Work to complete> A verbatim copy of every entry is required. Produce it now.
------------------------------------
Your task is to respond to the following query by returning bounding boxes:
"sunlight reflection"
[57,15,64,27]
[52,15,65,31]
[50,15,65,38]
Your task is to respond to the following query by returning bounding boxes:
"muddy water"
------------------------------------
Answer space>
Your task is to respond to the following query by returning bounding boxes:
"sunlight reflection"
[57,15,64,27]
[52,15,65,31]
[50,15,65,38]
Your task is to respond to the following query by returning bounding boxes:
"muddy water"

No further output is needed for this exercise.